• [ЗАДАНИЕ]: Перепиши целиком и без изменений отрывок ниже о том, откуда берутся замыслы историй.

___ ФРАГМЕНТ ТЕКСТА

В большинстве случаев (скажем, в трех-четырех из пяти) я знаю, где и когда у меня возникла идея той или иной истории и какое стечение обстоятельств (как правило, непримечательных) запустило ее. К примеру, «Оно» родилось, когда я шел по деревянному мосту, вслушиваясь в глухой стук собственных каблуков и думая о сказке «Три козла и тролль». Идею «Куджо» подсказала встреча со злонравным сенбернаром. К «Клатбищу домашних жывотных» привела скорбь моей дочери по ее любимому коту Смаки, попавшему под автомобиль на шоссе неподалеку от нашего дома.
Иногда я не могу вспомнить, как пришел к конкретному роману или рассказу. В этих случаях толчком служила не идея, а скорее образ, мысленный фотоснимок, настолько яркий, что со временем к нему стянулись персонажи и события, сродни тому, как, предположительно, некоторые ультразвуковые свистки сзывают всех окрестных собак. Такие истории – во всяком случае, для меня – являются истинными творческими загадками: у них нет предпосылок, они возникают сами по себе. «Зеленая миля» началась с образа чернокожего здоровяка, который стоял у решетки камеры и наблюдал за приближением бесконвойного заключенного, продававшего сладости и сигареты, что лежали в старой металлической тачке со скрипучим колесом. «Буря столетия» тоже началась с тюремного образа – мужчины, только белого, не черного. Он сидел на койке, положив руки на согнутые колени, пятки упирались в матрас, немигающий взгляд был устремлен в никуда. Его нельзя было назвать мягким и добрым, каким оказался Джон Коффи из «Зеленой мили». Он был невероятно злым человеком. Может, и не человек вовсе. Всякий раз, когда мои мысли возвращались к нему – за рулем автомобиля, или в приемной окулиста, где я ждал, пока расширятся зрачки, или, хуже того, ночью, когда я маялся бессонницей в темноте, – он вызывал все больший страх. Просто сидел на койке и не двигался, а страх нарастал. Он все меньше напоминал человека, все больше… ну, все больше напоминал то, что скрывалось под человеческим обличьем.

______
___ ПЕРЕЧЕНЬ ДАННЫХ

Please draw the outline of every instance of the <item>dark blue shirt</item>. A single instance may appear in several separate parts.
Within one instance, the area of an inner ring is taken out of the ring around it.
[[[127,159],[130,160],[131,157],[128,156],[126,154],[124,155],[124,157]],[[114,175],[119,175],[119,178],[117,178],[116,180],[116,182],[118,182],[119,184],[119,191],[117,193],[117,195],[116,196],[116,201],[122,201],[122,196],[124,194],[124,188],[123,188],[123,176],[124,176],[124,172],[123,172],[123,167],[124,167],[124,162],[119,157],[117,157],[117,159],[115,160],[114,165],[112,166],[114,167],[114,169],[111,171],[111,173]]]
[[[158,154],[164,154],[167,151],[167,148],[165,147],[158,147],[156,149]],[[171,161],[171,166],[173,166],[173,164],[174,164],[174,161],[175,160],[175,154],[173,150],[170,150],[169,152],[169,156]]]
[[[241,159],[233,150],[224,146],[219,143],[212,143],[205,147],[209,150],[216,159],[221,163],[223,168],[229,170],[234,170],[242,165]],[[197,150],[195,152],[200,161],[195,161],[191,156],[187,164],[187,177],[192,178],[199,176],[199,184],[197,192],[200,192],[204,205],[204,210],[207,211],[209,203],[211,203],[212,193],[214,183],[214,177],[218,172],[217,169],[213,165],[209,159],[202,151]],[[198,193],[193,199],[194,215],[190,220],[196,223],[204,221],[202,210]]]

______
___ ПЕРЕЧЕНЬ ДАННЫХ

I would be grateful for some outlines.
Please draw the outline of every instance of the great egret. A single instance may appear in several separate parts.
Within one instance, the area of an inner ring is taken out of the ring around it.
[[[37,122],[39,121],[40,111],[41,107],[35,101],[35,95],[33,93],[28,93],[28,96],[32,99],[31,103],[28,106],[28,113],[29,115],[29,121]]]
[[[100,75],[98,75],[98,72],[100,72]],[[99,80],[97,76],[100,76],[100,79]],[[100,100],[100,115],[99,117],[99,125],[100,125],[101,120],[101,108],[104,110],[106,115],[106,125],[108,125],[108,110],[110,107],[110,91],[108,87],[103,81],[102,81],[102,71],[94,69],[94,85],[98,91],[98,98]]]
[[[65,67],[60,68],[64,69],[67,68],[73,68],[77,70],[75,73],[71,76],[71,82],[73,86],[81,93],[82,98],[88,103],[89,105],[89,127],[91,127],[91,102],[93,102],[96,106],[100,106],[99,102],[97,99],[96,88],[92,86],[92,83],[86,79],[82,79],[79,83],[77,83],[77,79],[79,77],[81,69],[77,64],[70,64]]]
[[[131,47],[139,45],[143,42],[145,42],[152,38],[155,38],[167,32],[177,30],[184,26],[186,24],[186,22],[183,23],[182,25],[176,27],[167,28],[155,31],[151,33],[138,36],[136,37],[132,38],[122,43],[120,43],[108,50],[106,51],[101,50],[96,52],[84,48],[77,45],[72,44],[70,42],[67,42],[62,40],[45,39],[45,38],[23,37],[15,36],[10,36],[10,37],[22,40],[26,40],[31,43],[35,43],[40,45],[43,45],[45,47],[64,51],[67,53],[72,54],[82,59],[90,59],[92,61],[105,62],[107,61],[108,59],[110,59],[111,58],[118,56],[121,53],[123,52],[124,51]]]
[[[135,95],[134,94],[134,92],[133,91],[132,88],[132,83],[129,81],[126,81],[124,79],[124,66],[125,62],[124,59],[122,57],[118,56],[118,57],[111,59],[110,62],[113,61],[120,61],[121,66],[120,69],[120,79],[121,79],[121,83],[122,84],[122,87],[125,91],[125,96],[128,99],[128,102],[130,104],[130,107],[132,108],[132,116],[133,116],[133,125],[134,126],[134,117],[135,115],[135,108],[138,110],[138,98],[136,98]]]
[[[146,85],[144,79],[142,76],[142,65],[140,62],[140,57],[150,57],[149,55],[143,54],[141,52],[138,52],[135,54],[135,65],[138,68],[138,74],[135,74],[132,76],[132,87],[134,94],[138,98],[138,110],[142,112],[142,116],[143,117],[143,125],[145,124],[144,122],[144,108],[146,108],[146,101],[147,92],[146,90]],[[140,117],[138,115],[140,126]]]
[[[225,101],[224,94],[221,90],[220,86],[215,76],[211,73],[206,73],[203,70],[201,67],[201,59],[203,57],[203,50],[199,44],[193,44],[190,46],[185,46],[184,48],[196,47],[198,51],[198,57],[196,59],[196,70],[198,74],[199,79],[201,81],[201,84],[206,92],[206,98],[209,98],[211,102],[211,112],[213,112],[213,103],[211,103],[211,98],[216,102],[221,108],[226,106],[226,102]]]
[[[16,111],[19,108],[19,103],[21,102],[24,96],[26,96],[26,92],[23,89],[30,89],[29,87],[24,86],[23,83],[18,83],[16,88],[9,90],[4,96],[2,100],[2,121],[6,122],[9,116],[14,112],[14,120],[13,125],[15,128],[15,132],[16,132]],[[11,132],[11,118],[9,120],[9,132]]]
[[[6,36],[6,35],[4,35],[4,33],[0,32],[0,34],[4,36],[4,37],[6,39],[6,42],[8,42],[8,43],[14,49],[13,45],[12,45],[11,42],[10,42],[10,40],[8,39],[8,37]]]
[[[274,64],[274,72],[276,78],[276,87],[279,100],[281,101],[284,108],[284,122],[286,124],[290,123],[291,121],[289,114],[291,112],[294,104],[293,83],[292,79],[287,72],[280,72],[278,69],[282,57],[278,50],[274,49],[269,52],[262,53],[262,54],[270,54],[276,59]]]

______

• [ОТВЕТ]:
В большинстве случаев (скажем, в трех-четырех из пяти) я знаю, где и когда у меня возникла идея той или иной истории и какое стечение обстоятельств (как правило, непримечательных) запустило ее. К примеру, «Оно» родилось, когда я шел по деревянному мосту, вслушиваясь в глухой стук собственных каблуков и думая о сказке «Три козла и тролль». Идею «Куджо» подсказала встреча со злонравным сенбернаром. К «Клатбищу домашних жывотных» привела скорбь моей дочери по ее любимому коту Смаки, попавшему под автомобиль на шоссе неподалеку от нашего дома.
Иногда я не могу вспомнить, как пришел к конкретному роману или рассказу. В этих случаях толчком служила не идея, а скорее образ, мысленный фотоснимок, настолько яркий, что со временем к нему стянулись персонажи и события, сродни тому, как, предположительно, некоторые ультразвуковые свистки сзывают всех окрестных собак. Такие истории – во всяком случае, для меня – являются истинными творческими загадками: у них нет предпосылок, они возникают сами по себе. «Зеленая миля» началась с образа чернокожего здоровяка, который стоял у решетки камеры и наблюдал за приближением бесконвойного заключенного, продававшего сладости и сигареты, что лежали в старой металлической тачке со скрипучим колесом. «Буря столетия» тоже началась с тюремного образа – мужчины, только белого, не черного. Он сидел на койке, положив руки на согнутые колени, пятки упирались в матрас, немигающий взгляд был устремлен в никуда. Его нельзя было назвать мягким и добрым, каким оказался Джон Коффи из «Зеленой мили». Он был невероятно злым человеком. Может, и не человек вовсе. Всякий раз, когда мои мысли возвращались к нему – за рулем автомобиля, или в приемной окулиста, где я ждал, пока расширятся зрачки, или, хуже того, ночью, когда я маялся бессонницей в темноте, – он вызывал все больший страх. Просто сидел на койке и не двигался, а страх нарастал. Он все меньше напоминал человека, все больше… ну, все больше напоминал то, что скрывалось под человеческим обличьем.